EXERCISE TASK:
Format every line below as a two-column CSV with the headers instruction and pins, giving one row per line with its text and its answer. Put each value in one quoted field, replace line breaks with spaces, and leave out the pictures.

INPUT RECORDS:
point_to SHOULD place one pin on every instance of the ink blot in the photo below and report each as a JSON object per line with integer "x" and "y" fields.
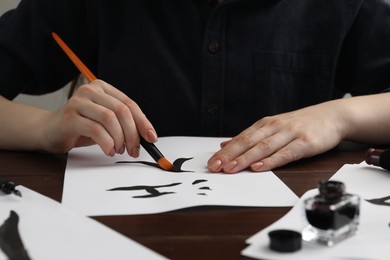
{"x": 177, "y": 163}
{"x": 153, "y": 192}
{"x": 10, "y": 242}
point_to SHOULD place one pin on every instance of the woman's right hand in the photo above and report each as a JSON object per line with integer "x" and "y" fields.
{"x": 99, "y": 114}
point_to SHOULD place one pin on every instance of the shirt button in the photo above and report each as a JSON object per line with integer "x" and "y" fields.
{"x": 213, "y": 47}
{"x": 212, "y": 109}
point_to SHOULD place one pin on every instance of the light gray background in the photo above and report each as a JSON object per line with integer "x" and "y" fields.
{"x": 50, "y": 101}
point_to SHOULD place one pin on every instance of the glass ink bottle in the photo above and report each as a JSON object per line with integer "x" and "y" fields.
{"x": 333, "y": 215}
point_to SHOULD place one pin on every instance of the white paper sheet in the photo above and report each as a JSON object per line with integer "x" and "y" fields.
{"x": 372, "y": 238}
{"x": 51, "y": 231}
{"x": 89, "y": 174}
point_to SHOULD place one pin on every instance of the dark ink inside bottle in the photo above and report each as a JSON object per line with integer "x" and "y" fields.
{"x": 333, "y": 214}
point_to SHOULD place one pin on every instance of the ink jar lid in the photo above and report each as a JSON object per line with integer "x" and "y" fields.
{"x": 284, "y": 240}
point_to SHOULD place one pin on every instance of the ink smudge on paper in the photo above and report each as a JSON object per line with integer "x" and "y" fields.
{"x": 10, "y": 241}
{"x": 177, "y": 163}
{"x": 152, "y": 191}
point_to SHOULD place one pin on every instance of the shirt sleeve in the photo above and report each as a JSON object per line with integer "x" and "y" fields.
{"x": 30, "y": 60}
{"x": 364, "y": 65}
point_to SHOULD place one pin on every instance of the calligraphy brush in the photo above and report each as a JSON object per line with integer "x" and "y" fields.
{"x": 149, "y": 147}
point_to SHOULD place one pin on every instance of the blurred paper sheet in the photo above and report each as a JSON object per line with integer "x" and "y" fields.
{"x": 49, "y": 231}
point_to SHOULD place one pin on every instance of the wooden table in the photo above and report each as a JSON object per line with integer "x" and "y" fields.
{"x": 193, "y": 233}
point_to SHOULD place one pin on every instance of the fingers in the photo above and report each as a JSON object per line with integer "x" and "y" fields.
{"x": 278, "y": 140}
{"x": 247, "y": 149}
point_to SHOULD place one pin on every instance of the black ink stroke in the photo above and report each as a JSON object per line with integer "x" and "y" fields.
{"x": 10, "y": 242}
{"x": 380, "y": 201}
{"x": 198, "y": 181}
{"x": 152, "y": 190}
{"x": 177, "y": 163}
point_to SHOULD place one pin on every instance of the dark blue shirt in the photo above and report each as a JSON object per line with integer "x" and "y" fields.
{"x": 198, "y": 68}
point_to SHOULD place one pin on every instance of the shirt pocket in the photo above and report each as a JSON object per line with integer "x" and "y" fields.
{"x": 288, "y": 81}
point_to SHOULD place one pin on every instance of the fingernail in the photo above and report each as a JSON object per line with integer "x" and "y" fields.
{"x": 152, "y": 136}
{"x": 230, "y": 166}
{"x": 122, "y": 149}
{"x": 257, "y": 166}
{"x": 216, "y": 165}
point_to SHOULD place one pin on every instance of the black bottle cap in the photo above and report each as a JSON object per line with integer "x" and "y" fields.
{"x": 283, "y": 240}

EXPECTED ANSWER:
instruction,pins
"point_to SHOULD place one pin on every instance of the ink blot in the photo below and report each as a JSON object per line with integer ""x"" and ""y"" fields.","{""x"": 177, ""y"": 163} {""x"": 153, ""y"": 192} {""x"": 10, ""y"": 242}"
"point_to SHOULD place one pin on every instance of the woman's right hand in the photo above and report each as a JSON object per line with integer ""x"" and ""y"" fields.","{""x"": 99, ""y"": 114}"
"point_to SHOULD place one pin on every instance of the shirt button in the photo above and report each as a JSON object per line with integer ""x"" and ""y"" fields.","{""x"": 213, ""y"": 47} {""x"": 212, ""y"": 109}"
"point_to SHOULD place one pin on every instance of the light gray background in the photo above and report each as a JSON object per line with integer ""x"" and ""y"" fields.","{""x"": 50, ""y"": 101}"
"point_to SHOULD place one pin on every instance of the glass ink bottle in the photo above and report each as a JSON object per line with integer ""x"" and ""y"" fields.","{""x"": 333, ""y"": 215}"
"point_to SHOULD place one pin on every instance of the white paper sheet in the photo above and report each as a JSON object per line with integer ""x"" and ""y"" fields.","{""x"": 372, ""y"": 238} {""x"": 51, ""y"": 231} {""x"": 89, ""y"": 174}"
"point_to SHOULD place one pin on every instance of the dark ink inside bottle in the photo above and report each as a JSON object per line with integer ""x"" and ""y"" fields.","{""x"": 333, ""y"": 214}"
"point_to SHOULD place one pin on every instance of the ink jar lid in the photo above and report each as a JSON object per line with integer ""x"" and ""y"" fields.","{""x"": 284, ""y"": 240}"
"point_to SHOULD place one pin on every instance of the ink smudge on paper in the photo above and report each as a JSON object per line with integer ""x"" and ""y"" fields.","{""x"": 10, ""y"": 241} {""x"": 177, ""y"": 163} {""x"": 152, ""y"": 191}"
"point_to SHOULD place one pin on every instance of the shirt sleeve in the photo above and report each as a JSON object per line with integer ""x"" and ""y"" fields.","{""x"": 30, ""y"": 60} {""x"": 364, ""y"": 65}"
"point_to SHOULD place one pin on every instance of the calligraphy brush in the photo above and report each as a JSON object per line with integer ""x"" and ""y"" fields.","{""x"": 149, ""y"": 147}"
"point_to SHOULD place one pin on every instance of the blurred paper sheet in the photo above and report each as a JSON object per line with integer ""x"" and ""y"" fields.","{""x"": 49, ""y"": 231}"
"point_to SHOULD place one pin on every instance of the wooden table in the photo above and report each as a JSON object per line with integer ""x"" and ""y"" fields.","{""x"": 193, ""y"": 233}"
"point_to SHOULD place one pin on every instance of the fingers in the photo above and report each as a JSON object per line with integer ""x"" and ""y"" fields.","{""x"": 278, ""y"": 140} {""x"": 247, ""y"": 149}"
"point_to SHOULD place one pin on every instance of the black ink stroke in the photo above and report each as a JSON object per line with integer ""x"" and ""y"" fields.","{""x"": 10, ""y"": 242} {""x"": 380, ""y"": 201} {""x"": 198, ""y"": 181} {""x"": 152, ""y"": 190} {""x"": 177, ""y"": 163}"
"point_to SHOULD place one pin on every instance of the dark blue shirt in the photo above and report each as a JSON object per line with integer ""x"" and ""y"" fields.","{""x"": 198, ""y"": 68}"
"point_to SHOULD place one pin on every instance of the shirt pocket in the photo above and report each as a JSON object per line with integer ""x"" and ""y"" fields.","{""x"": 288, ""y"": 81}"
"point_to SHOULD place one pin on every instance of the fingernail in the photo above and report each as a JSON object per line with integer ""x"" and ""y"" fields.","{""x"": 152, ""y"": 136} {""x"": 230, ""y"": 166} {""x"": 122, ""y"": 149} {""x"": 257, ""y"": 166} {""x"": 216, ""y"": 165}"
"point_to SHOULD place one pin on every instance of the black bottle cap in the photo above and report each as a JSON object per line with integer ""x"" and ""y"" fields.","{""x"": 283, ""y"": 240}"